===== СТАТЬЯ

Монада коллапсирует с такой стремительностью, что оставляет после себя телеологию чистой формы, нематериальное пространство, как носитель вписанных в него смыслов. Многочисленные художественные миры, в том числе и те, что обыгрываются в "Катарсисе", – именно такие абсолютные изолированные умозрительные формальные конфигурации, несущие в себе потенцию смыслов. При этом произведение может описываться как череда пространственных коллапсов, после которых фрагменты, более не объединяемые в форму, вновь собираются вместе, но уже в другой конфигурации, в иной энтелехии. Так, в "Катарсисе" пространство одного мира начинает "коллапсировать, и в результате оказалось вне пределов посторонней досягаемости, даже наблюдаемости со стороны"; "распавшиеся и потерявшие всякую материальную основу частицы хаотической жизни" распадаются, но потом собираются вновь в конфигурации иного мира. В "Предуведомлении" к сборнику "Равновесие" (1997) Пригов, ссылаясь в подтексте на предустановленную гармонию того же Лейбница, так описывает этот процесс:
Вот, кажется, все рухнуло, рассыпалось на кусочки, несопоставляемые и взаимовраждующие. Кажется, что отныне и существовать‐то нам в пределах, в некоем неестественном, глупо-выдуманном диком позитивном дизъюнктивном синтезе, сцепившись зубами. Ан нет, приглядеться, так этих всех просто держит на необходимом веселом расстоянии друг от друга (порой и в пугающей, а иногда и необходимо-взаимогубительной близости) пальчиками эта самая, не улавливаемая привычно шарящими руками в привычных местах, гармония (М, с. 547).
Напомню, что эта гармония – не что иное как энтелехия. А зримой моделью такой души-энтелехии со времен Аристотеля считалось человеческое тело. Пригов писал об "осколках коммунального тела", во многих текстах у него описывается странное выпадение отдельных органов из единой целесообразной формы тела. В цикле "Зрение, одолевающее плоть" (1993) описывается распад тела. Во "Внутренних разборках" (1993) "моя здоровая нога" "пошла по улице гулять", или лирический герой вдруг встречается с собственной пяткой. Виновата во всем этом "распустившаяся" энтелехия-душа:
Потом разговор с душой, я попрекаю ее за безответственность, за то, что она всех распустила, ведь это все‐таки она – домоправительница и престолоблюстительница (М, 315).

==========

СПИСОК ЗАДАЧ:
A) Переведите на английский язык следующее предложение из статьи о Пригове: «Напомню, что эта гармония – не что иное как энтелехия».
B) Определите, согласуются ли со статьей о Пригове утверждения ниже, и для каждого ответьте «да» или «нет», точно процитировав решающие слова статьи. (i) Цикл «Зрение, одолевающее плоть» датирован 1993 годом. (ii) Сборник «Равновесие» датирован 1993 годом. (iii) Во «Внутренних разборках» лирический герой встречается с собственной рукой.
C) Напишите продолжение статьи о Пригове, начиная сразу после ее последнего предложения.

===== ПЕРЕЧЕНЬ ДАННЫХ

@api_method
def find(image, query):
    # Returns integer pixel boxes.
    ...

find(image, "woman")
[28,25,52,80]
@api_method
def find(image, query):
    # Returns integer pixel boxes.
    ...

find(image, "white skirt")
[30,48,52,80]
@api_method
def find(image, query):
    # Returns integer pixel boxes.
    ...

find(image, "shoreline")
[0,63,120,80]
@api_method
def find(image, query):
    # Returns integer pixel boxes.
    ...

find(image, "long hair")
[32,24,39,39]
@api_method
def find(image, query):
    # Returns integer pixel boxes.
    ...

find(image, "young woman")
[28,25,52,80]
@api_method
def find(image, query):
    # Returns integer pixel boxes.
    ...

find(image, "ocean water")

==========

СПИСОК ОТВЕТОВ:
A) Let me remind you that this harmony is nothing other than entelechy.

B)
(i) Да: «В цикле "Зрение, одолевающее плоть" (1993) описывается распад тела».
(ii) Нет: «В "Предуведомлении" к сборнику "Равновесие" (1997)».
(iii) Нет: «или лирический герой вдруг встречается с собственной пяткой».

C)
Энтелехия тела – модель художественного пространства для Пригова. В одном случае (и в одном мире) тело оказывается человеческим, в другом геометрия его меняется, и из тех же фрагментов согласно иной потенции возникает иная фигура, например, монстр. В дальнейшем я еще буду говорить об интересе Пригова к геометрии, в частности, к трансцендентальным кривым Лейбница и к геометрии динамических топологических систем. Не буду останавливаться на этом сейчас. Приговское понимание формы созвучно лейбницевскому. Лейбниц провозгласил принцип непрерывности, лежащий в основе мироздания. Философ описывал свою эволюцию как постепенное преодоление сначала Аристотеля, а потом античного атомизма, с его точки зрения неоправданно видевшего в атомах "реальные единицы". Отвергнув атомизм, Лейбниц вернулся к аристотелевским субстанциальным формам и решил, что "природа этих форм состоит в силе". Формы эти, по мнению философа, следовало понимать как души:
Аристотель называет их первыми энтелехиями. Я, может быть более понятно, называю их первичными силами (forces primitives), которые содержат в себе не только акт или осуществление возможности, но и первичную деятельность.
Эти формы неделимы и вечны, они лежат в основе монад:
Существуют только атомы-субстанции, т. е. единицы или реальные единства, абсолютно лишенные частей, составляющие источники деятельности и первые абсолютные принципы сложения вещей и как бы последние элементы в анализе вещей субстанциальных. Их можно было бы назвать метафизическими точками: они обладают чем‐то жизненным и своего рода представлениями; математические же точки – это их точки зрения для выражения универсума.
Форма, о которой говорит Лейбниц, – это чисто умозрительная конфигурация некоего абстрактного поля, которое соотносит между собой попавшие в него элементы, располагая их на поверхностях, искривленных невидимой силой, составляющей ее сущность.
Внутри некой геометрической аксиоматики в соответствии с принципом непрерывности, одна такая субстанциальная форма производит иную, и конфигурация, вычерчиваемая таким изменением поверхности, несет в себе всю будущую геометрию форм. Энтелехия может быть вся выражена некой алгебраической формулой, которая позволит произвести из прошлых конфигураций будущее,
подобно тому, – пишет Лейбниц, – как г-н Гудде был намерен в свое время начертить такую алгебраическую кривую, контур которой обозначал бы все черты определенного лица.
3
Итак, существует некое невидимое силовое поле, подобное тому, о котором писал Ницше. В этом поле постоянно меняется конфигурация силовых точек, которые невидимы и являются "метафизическими точками", описываемыми исключительно математически. Но это силовое, метафизическое поле, оно же – энтелехия, меняет видимый мир и трансформирует тела в нем. И каждая такая трансформация выражает переход от одного пространства, одной геометрии к другой. Важно, однако, то, что эта пространственная конфигурация невидима, чисто умозрительна и являет себя только через принцип "фигуративности", то есть деформации видимых форм. Пригов исходит из идеи такого силового, но невидимого поля. И хотя он декларирует, что его литература – это лишь форма манифестации перенесенного в слова зримого, сам этот перенос лежит вне области зрительно обнаружимого. Он начинает с видения, но видение оказывается невидимым.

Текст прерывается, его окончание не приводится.